- **Task brief**: Can you quote, word for word, every line from the first line of the records below through the line containing "FIND: metal ladder", and nothing else?

- **Data**:
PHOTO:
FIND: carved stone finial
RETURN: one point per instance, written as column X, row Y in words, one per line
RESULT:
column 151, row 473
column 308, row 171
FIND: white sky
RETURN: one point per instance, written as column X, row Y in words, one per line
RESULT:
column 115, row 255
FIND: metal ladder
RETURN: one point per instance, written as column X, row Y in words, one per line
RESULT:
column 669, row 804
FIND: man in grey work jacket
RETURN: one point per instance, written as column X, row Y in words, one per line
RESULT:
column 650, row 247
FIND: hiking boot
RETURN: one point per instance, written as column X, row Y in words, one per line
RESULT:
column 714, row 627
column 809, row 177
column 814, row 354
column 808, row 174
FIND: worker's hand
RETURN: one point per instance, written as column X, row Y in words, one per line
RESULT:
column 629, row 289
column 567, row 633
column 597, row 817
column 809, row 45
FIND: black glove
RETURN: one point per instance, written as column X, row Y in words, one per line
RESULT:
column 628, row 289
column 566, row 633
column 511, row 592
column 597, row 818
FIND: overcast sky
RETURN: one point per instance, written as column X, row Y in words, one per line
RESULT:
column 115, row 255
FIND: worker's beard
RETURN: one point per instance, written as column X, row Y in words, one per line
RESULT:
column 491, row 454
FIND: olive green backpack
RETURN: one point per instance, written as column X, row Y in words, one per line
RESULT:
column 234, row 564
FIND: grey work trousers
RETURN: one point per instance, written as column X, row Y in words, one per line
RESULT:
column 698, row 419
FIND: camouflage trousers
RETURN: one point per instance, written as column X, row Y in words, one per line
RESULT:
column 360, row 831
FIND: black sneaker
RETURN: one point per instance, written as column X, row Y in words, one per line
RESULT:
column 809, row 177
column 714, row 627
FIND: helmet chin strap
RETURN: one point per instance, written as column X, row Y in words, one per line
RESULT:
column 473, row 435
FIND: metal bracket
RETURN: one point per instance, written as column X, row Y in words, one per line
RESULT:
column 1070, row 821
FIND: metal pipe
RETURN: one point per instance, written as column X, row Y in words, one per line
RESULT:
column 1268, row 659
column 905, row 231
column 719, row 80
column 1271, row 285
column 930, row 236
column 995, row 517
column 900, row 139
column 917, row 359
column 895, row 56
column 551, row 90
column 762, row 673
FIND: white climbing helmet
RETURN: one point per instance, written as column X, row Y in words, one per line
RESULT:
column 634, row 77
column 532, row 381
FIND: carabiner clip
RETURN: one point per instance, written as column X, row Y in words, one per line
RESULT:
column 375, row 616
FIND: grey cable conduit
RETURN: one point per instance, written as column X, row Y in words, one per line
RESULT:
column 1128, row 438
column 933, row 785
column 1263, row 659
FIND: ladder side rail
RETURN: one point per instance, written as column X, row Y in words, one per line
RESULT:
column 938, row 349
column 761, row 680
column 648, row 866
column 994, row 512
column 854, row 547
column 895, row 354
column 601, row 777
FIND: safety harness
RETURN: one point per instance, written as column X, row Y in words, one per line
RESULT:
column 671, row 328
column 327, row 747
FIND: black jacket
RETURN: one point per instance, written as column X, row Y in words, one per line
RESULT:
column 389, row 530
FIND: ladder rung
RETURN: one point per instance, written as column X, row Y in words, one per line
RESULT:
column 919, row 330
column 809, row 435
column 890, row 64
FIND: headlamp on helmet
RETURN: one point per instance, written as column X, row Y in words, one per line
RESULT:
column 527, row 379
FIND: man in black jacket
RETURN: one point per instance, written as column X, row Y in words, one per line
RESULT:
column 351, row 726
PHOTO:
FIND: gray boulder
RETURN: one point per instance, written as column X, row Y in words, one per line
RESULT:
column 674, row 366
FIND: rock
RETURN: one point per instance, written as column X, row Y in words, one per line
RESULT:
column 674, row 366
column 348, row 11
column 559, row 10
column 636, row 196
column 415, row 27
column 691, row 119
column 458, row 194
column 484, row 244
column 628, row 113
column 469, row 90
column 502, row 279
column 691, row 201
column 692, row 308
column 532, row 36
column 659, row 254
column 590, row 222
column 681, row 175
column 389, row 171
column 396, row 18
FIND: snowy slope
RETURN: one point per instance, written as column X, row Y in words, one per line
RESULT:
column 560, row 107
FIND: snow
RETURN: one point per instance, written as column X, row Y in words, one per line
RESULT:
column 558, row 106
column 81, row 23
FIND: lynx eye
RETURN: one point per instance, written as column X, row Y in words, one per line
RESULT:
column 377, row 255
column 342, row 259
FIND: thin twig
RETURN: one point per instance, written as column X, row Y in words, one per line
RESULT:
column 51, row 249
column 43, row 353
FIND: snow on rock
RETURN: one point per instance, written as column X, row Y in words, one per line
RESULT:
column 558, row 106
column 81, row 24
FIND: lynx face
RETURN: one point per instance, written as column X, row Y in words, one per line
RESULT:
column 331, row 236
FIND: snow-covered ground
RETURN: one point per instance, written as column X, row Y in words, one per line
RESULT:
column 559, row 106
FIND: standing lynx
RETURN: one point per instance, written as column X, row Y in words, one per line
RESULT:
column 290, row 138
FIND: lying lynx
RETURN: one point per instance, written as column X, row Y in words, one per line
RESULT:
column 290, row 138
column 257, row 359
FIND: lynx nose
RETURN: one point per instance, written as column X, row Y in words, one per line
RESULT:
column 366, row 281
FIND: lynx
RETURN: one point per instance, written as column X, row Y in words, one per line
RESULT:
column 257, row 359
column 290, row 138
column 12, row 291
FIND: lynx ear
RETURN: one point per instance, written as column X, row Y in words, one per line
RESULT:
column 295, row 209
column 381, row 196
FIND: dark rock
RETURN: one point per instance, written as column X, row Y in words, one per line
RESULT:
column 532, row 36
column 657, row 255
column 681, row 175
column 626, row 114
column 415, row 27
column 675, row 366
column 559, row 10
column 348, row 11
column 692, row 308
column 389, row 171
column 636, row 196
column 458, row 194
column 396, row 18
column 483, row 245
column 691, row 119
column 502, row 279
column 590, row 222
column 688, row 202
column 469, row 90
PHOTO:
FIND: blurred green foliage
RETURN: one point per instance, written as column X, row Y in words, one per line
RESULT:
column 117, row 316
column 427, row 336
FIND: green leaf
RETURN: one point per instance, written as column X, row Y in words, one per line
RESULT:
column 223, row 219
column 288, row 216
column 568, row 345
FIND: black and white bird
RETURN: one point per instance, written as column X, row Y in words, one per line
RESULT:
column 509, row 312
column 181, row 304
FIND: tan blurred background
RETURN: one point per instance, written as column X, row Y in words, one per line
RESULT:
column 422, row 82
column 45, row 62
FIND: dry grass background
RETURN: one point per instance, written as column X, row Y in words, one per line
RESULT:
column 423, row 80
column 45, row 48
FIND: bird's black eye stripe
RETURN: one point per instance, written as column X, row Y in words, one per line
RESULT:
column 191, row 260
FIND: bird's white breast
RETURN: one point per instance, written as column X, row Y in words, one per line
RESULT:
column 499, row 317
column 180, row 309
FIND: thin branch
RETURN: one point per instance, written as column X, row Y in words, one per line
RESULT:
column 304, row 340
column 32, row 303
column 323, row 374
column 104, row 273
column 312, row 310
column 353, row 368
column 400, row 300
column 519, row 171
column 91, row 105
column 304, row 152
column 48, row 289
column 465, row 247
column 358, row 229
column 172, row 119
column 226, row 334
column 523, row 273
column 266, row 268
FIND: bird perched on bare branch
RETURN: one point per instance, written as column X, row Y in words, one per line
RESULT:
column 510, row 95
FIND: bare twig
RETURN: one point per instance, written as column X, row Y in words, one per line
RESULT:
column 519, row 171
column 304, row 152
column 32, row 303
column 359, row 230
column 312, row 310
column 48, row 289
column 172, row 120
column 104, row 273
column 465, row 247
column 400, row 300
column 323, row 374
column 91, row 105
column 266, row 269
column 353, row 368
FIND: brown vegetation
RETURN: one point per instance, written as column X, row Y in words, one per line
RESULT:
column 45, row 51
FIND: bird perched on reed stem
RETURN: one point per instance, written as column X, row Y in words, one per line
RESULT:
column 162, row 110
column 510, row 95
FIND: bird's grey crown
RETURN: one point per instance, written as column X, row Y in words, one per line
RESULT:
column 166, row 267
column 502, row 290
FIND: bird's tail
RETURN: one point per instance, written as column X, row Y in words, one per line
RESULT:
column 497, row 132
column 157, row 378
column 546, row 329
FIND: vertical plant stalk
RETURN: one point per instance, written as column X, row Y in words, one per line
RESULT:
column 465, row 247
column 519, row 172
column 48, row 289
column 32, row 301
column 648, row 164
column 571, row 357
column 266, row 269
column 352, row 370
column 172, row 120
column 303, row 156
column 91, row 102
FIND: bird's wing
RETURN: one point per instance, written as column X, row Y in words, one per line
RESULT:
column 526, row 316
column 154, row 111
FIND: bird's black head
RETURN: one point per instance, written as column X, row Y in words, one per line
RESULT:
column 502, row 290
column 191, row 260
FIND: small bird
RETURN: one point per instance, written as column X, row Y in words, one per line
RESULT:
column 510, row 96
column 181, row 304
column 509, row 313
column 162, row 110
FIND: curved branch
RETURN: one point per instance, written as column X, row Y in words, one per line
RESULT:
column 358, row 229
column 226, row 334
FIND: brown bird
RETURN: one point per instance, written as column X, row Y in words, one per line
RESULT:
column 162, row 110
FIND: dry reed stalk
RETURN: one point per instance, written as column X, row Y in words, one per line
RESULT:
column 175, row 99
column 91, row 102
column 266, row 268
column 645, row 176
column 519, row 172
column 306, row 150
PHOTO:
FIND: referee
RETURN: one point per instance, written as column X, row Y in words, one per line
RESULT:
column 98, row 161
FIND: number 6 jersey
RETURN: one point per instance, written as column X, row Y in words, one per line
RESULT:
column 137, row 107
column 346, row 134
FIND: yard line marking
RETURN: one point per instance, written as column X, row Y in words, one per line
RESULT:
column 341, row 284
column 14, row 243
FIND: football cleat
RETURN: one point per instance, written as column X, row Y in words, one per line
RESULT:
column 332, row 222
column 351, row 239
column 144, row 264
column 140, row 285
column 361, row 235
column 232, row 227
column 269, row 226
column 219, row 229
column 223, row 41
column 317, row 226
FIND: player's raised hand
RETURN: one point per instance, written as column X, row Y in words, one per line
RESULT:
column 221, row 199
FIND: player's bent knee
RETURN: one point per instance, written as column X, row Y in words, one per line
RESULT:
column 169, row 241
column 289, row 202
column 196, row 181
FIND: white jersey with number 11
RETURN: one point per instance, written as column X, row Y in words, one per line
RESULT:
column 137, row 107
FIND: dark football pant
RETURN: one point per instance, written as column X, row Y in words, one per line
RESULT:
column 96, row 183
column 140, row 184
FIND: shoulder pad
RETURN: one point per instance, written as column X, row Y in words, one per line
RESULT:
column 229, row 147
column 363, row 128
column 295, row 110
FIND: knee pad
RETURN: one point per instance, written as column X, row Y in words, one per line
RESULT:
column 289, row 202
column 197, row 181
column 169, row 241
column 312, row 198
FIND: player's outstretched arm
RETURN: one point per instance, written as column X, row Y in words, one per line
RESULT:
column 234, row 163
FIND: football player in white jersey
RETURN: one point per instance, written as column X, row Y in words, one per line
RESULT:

- **Task response**:
PHOTO:
FIND: carved stone finial
RETURN: one point per instance, written as column X, row Y in words, one per line
RESULT:
column 151, row 473
column 308, row 171
FIND: white sky
RETURN: one point per instance, written as column X, row Y in words, one per line
RESULT:
column 115, row 255
FIND: metal ladder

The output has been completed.